## TASK BRIEF
Set down exactly, from the records below, the line with "Target: red hatchback car" through the line with "column 840, row 102", and nothing else.

··· DATA SHOWN ···

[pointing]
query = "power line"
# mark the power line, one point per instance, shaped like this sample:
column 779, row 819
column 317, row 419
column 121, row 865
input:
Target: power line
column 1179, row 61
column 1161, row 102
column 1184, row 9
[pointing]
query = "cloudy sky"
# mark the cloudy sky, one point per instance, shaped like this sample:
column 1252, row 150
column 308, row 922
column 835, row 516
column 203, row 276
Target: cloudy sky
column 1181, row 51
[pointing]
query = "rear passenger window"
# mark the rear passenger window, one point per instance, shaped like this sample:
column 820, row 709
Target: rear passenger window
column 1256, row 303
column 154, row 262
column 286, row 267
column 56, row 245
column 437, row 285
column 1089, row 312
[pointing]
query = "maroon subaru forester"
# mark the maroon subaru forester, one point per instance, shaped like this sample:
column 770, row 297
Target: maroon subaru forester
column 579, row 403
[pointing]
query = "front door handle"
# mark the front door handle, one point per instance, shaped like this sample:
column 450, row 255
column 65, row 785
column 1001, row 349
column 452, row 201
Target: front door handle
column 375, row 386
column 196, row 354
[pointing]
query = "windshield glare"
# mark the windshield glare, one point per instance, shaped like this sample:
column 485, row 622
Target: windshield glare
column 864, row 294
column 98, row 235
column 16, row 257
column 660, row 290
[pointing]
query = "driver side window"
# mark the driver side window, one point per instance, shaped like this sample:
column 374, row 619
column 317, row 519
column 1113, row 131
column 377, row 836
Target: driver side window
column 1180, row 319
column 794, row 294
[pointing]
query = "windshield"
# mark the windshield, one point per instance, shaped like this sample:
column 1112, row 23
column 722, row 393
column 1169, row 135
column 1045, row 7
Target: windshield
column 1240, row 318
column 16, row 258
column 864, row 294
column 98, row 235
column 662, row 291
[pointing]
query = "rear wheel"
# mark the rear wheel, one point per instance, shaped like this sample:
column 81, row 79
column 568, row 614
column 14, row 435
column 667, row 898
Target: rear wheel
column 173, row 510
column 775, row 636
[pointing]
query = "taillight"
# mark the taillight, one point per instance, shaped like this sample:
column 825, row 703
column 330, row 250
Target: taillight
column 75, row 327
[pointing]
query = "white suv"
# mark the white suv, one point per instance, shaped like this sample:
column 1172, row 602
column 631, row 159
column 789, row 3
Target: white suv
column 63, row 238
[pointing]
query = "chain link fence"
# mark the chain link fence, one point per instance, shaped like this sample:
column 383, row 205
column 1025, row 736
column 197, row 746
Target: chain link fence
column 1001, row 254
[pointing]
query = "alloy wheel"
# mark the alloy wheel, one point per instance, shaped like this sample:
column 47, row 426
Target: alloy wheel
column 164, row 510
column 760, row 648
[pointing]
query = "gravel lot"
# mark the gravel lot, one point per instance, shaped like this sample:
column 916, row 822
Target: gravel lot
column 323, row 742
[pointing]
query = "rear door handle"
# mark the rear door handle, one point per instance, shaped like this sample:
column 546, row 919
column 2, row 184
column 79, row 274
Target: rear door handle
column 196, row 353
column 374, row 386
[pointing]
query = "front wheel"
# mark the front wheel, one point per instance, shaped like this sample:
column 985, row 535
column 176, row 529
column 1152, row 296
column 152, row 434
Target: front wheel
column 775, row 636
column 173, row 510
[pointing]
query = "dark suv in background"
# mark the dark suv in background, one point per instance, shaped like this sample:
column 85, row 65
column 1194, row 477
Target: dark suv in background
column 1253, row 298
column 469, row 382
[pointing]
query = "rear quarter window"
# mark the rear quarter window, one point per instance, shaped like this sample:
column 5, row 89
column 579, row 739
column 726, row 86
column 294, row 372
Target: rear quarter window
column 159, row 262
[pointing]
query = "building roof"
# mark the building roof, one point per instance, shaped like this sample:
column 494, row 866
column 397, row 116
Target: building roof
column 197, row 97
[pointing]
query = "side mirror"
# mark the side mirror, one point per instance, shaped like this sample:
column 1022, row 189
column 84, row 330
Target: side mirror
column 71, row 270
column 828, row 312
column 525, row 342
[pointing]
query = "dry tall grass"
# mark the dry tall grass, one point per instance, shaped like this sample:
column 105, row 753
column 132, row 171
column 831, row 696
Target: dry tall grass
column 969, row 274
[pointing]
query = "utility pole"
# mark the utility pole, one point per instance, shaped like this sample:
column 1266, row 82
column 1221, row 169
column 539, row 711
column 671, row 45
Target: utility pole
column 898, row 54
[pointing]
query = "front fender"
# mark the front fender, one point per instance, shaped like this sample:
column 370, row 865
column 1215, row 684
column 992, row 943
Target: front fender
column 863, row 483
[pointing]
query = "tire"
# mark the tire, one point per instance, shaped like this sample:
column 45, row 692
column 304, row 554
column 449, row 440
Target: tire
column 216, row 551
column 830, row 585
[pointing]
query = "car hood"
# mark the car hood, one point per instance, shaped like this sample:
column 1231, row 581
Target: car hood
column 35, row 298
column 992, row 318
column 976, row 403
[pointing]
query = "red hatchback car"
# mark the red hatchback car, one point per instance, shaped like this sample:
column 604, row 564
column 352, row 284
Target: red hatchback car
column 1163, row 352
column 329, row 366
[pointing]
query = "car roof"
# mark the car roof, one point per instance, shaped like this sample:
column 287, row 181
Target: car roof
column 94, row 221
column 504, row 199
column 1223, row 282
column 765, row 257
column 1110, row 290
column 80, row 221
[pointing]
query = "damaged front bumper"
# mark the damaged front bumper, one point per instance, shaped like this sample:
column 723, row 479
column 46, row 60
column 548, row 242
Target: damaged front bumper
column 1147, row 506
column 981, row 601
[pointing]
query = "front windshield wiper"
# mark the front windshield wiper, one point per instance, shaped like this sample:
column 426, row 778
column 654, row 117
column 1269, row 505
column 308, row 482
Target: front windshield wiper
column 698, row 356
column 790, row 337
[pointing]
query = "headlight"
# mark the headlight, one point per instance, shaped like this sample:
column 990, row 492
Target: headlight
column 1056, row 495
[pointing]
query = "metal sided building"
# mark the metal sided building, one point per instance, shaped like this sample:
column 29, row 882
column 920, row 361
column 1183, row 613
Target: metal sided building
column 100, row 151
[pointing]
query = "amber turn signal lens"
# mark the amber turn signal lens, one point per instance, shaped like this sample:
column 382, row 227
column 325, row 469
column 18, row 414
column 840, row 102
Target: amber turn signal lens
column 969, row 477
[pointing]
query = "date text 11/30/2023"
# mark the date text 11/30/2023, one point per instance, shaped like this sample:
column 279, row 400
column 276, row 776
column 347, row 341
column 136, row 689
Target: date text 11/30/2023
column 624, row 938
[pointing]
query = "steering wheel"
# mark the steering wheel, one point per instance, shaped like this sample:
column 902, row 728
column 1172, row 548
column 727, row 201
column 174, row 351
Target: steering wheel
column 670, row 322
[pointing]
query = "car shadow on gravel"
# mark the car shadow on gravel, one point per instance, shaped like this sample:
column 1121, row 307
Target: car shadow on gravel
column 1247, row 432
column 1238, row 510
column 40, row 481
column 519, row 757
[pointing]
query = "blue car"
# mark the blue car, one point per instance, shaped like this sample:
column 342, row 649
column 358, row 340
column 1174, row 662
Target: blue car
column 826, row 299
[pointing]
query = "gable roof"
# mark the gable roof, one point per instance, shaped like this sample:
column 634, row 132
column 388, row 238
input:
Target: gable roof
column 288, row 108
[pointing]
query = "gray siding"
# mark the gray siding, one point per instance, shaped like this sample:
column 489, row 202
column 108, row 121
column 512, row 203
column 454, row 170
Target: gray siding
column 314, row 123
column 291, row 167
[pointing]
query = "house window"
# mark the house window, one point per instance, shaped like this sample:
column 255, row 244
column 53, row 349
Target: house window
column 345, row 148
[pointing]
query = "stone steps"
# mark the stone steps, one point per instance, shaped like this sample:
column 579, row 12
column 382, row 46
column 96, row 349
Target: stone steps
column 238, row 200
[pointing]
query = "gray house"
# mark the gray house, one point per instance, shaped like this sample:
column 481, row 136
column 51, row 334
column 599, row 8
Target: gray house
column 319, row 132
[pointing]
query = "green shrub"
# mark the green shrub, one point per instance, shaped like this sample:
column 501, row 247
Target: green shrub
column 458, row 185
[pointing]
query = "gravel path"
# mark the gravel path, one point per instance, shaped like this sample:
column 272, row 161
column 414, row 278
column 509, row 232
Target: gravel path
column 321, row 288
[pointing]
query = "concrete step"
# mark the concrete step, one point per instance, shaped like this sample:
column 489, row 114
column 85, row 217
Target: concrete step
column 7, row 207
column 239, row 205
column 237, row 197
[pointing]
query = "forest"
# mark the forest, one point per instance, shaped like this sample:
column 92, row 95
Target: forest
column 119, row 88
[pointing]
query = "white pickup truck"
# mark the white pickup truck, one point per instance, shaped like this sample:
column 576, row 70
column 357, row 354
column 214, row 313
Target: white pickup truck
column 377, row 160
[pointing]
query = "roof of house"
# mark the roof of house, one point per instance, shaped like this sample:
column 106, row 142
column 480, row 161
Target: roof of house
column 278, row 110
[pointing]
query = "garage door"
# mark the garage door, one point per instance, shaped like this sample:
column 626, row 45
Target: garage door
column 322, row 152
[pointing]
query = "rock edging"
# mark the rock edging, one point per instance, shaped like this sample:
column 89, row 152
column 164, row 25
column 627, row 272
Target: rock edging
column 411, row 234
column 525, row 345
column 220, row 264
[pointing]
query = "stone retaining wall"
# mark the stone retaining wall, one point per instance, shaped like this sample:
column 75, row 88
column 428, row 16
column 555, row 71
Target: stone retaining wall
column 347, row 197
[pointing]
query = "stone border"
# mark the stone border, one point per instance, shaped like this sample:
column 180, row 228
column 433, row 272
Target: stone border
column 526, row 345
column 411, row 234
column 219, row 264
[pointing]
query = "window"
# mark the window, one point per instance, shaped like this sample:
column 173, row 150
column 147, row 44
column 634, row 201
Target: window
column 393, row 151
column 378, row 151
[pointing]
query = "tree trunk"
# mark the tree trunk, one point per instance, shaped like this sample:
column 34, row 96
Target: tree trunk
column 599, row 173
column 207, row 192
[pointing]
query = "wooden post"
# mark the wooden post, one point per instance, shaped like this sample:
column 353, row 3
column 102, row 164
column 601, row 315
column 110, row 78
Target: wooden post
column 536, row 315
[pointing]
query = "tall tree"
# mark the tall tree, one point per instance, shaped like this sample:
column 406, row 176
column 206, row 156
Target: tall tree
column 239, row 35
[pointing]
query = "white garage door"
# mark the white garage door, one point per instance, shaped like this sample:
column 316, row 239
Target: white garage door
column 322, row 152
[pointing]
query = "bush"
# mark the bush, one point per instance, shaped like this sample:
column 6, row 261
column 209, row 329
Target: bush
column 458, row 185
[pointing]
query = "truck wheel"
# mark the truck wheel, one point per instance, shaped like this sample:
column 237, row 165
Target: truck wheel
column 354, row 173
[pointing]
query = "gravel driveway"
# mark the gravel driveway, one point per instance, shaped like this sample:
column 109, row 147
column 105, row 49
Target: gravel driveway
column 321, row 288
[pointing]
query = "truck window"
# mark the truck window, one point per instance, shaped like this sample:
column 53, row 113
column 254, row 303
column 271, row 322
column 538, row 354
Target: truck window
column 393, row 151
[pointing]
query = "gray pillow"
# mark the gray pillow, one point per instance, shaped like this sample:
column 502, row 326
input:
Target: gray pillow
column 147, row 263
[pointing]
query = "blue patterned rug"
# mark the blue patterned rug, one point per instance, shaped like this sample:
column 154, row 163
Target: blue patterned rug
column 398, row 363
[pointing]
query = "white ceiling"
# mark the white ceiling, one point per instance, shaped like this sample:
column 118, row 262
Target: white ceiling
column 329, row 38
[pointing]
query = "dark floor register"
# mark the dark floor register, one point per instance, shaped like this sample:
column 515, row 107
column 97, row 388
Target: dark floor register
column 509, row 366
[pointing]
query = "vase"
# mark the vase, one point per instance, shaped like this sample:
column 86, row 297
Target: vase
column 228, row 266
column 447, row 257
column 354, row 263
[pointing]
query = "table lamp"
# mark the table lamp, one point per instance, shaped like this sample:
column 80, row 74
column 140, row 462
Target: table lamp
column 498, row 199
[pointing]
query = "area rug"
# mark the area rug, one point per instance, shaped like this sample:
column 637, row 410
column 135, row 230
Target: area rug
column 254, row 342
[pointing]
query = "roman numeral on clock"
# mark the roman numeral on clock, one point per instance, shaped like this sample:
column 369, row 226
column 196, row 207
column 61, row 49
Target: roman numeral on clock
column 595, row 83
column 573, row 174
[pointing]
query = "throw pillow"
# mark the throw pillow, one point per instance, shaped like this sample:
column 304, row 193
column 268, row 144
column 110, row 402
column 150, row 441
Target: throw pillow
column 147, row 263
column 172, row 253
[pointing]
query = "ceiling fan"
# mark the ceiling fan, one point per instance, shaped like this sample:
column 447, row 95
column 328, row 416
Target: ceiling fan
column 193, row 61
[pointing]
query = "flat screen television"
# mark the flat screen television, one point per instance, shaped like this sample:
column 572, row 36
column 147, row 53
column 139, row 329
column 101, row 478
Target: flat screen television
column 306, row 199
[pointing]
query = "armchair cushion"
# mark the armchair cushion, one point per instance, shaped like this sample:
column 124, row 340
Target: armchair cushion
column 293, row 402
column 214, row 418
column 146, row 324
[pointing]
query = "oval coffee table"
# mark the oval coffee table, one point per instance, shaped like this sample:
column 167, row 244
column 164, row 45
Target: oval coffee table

···

## RESPONSE
Target: red hatchback car
column 1163, row 352
column 329, row 366
[pointing]
query = "car roof"
# mark the car roof, one point per instance, shaped like this sample:
column 287, row 181
Target: car roof
column 94, row 221
column 504, row 199
column 1223, row 282
column 765, row 257
column 1110, row 290
column 80, row 221
[pointing]
query = "damaged front bumper"
# mark the damaged front bumper, one point per instance, shaped like this sample:
column 723, row 479
column 46, row 60
column 548, row 242
Target: damaged front bumper
column 1147, row 506
column 981, row 601
[pointing]
query = "front windshield wiper"
# mark the front windshield wiper, one point per instance, shaped like this sample:
column 426, row 778
column 654, row 117
column 1269, row 505
column 308, row 482
Target: front windshield wiper
column 698, row 356
column 790, row 337
[pointing]
query = "headlight"
# mark the headlight, one point per instance, shaped like this sample:
column 990, row 492
Target: headlight
column 1056, row 495
[pointing]
query = "metal sided building"
# mark the metal sided building, one point per instance, shaped like this sample:
column 29, row 882
column 920, row 361
column 1183, row 613
Target: metal sided building
column 100, row 151
[pointing]
query = "amber turn signal lens"
# mark the amber turn signal lens, one point per instance, shaped like this sample:
column 382, row 227
column 325, row 469
column 18, row 414
column 840, row 102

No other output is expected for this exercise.